[Source data]
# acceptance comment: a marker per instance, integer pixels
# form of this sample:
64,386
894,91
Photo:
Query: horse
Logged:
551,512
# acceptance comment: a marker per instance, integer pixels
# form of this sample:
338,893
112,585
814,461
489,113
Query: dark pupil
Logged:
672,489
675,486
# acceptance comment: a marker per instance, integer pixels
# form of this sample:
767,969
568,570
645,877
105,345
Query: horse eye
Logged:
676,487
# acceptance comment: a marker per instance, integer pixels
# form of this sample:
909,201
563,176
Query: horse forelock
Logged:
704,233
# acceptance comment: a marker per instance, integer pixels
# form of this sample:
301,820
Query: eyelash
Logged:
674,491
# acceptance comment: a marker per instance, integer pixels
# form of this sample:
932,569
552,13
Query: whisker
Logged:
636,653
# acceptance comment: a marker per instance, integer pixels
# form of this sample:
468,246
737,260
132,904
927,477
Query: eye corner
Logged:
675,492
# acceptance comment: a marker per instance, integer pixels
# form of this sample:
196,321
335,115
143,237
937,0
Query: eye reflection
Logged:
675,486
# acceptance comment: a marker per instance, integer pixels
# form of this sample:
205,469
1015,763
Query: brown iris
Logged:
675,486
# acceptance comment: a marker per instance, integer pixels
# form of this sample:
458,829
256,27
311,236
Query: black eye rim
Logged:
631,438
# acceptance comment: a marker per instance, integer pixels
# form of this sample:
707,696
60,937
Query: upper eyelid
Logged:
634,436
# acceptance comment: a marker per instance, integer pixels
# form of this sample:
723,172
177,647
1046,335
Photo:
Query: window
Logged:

▸ **What to work on**
Copy each record from above exactly, and include every line.

▸ **Solution to this task**
# acceptance comment: a marker per instance, integer pixels
# form of this sample:
64,386
894,91
Photo:
Query: horse
Logged:
551,512
# acceptance comment: a marker per instance, integer pixels
# form of this sample:
338,893
112,585
814,461
489,113
Query: dark pupil
Logged:
672,489
675,486
# acceptance comment: a marker per instance, integer pixels
# form of this sample:
767,969
568,570
645,877
105,345
Query: horse eye
Logged:
676,487
# acceptance comment: a marker per instance, integer pixels
# form of this sample:
909,201
563,176
Query: horse forelock
Logged:
704,233
# acceptance comment: a marker per instance, integer pixels
# form of this sample:
301,820
Query: eyelash
Logged:
674,491
# acceptance comment: a marker per instance, integer pixels
# form of this sample:
932,569
552,13
Query: whisker
Logged:
636,653
# acceptance comment: a marker per instance, integer pixels
# form of this sample:
468,246
737,260
132,904
927,477
Query: eye corner
Logged:
675,492
# acceptance comment: a marker per instance, integer pixels
# form of this sample:
196,321
335,115
143,237
937,0
Query: eye reflection
Logged:
675,486
# acceptance comment: a marker per instance, integer pixels
# form of this sample:
205,469
1015,763
Query: brown iris
Logged:
675,486
# acceptance comment: a marker per instance, integer pixels
# form of this sample:
458,829
256,27
311,236
Query: black eye rim
Logged:
631,438
# acceptance comment: a marker per instance, integer pixels
# form of this sample:
707,696
60,937
Query: upper eyelid
Logged:
634,436
# acceptance comment: a marker per instance, integer pixels
# form of this sample:
723,172
177,647
1046,335
Photo:
Query: window
Logged:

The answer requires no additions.